__SOURCE PASSAGE__:
--------------------

Figure 8a presents a comparison of the cladding temperature at a height of 950 mm, both experimentally and from the simulation. The simulation shows an acceptable fit during the time interval of 0–9800 s; however, during the quenching process, the code predicts an accelerated cooling compared to the experimental data. This is attributed to the fact that the code still considers film boiling throughout this process, since the wall temperature is well above the minimum wall temperature. It is understandable that empirical models for simulating two-phase flow are closely linked to experiments and validation ranges, so it is expected that the simulation under these conditions will have some discrepancies.

Figure 8b shows the temperature comparison behavior at a height of 850 mm. This figure shows that the code responds to the experimentally predicted trend, which strengthens the implemented model. There is an overestimation of the temperature during the simulation, with a relative error of approximately 5% with respect to the experimental data. Likewise, Figure 8c shows the temperature comparison at a height of 750 mm, exhibiting behavior similar to Figure 8a,b. However, in this figure, the temperature behavior exhibits a trend that is more faithful to the experimental data.

--------------------

__CHALLENGES__:
1. At which heights does the cladding temperature passage compare simulated and experimental temperatures? List every one.
2. Return the part of the cladding temperature passage between "Figure 8b shows" and "faithful to the experimental data.", inclusive.
3. In the cladding temperature passage, what relative error does the simulation show at a height of 850 mm?

--------------------

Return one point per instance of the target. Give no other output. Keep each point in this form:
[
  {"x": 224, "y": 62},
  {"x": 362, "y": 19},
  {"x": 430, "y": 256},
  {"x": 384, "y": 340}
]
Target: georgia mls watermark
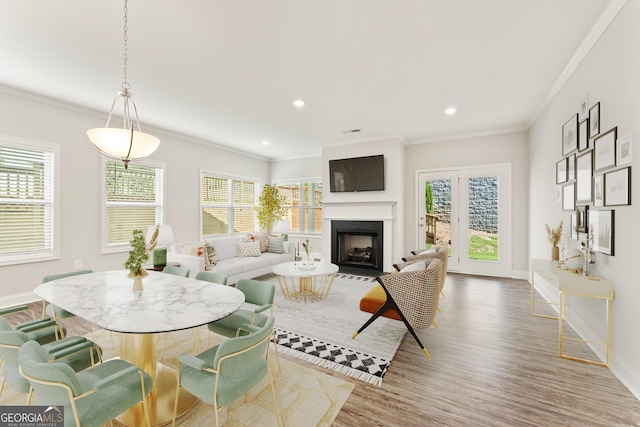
[{"x": 31, "y": 416}]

--------------------

__THE RESULTS__:
1.
950 mm
850 mm
750 mm

2.
Figure 8b shows the temperature comparison behavior at a height of 850 mm. This figure shows that the code responds to the experimentally predicted trend, which strengthens the implemented model. There is an overestimation of the temperature during the simulation, with a relative error of approximately 5% with respect to the experimental data. Likewise, Figure 8c shows the temperature comparison at a height of 750 mm, exhibiting behavior similar to Figure 8a,b. However, in this figure, the temperature behavior exhibits a trend that is more faithful to the experimental data.

3. Approximately 5%, overestimating the temperature compared with the experimental data.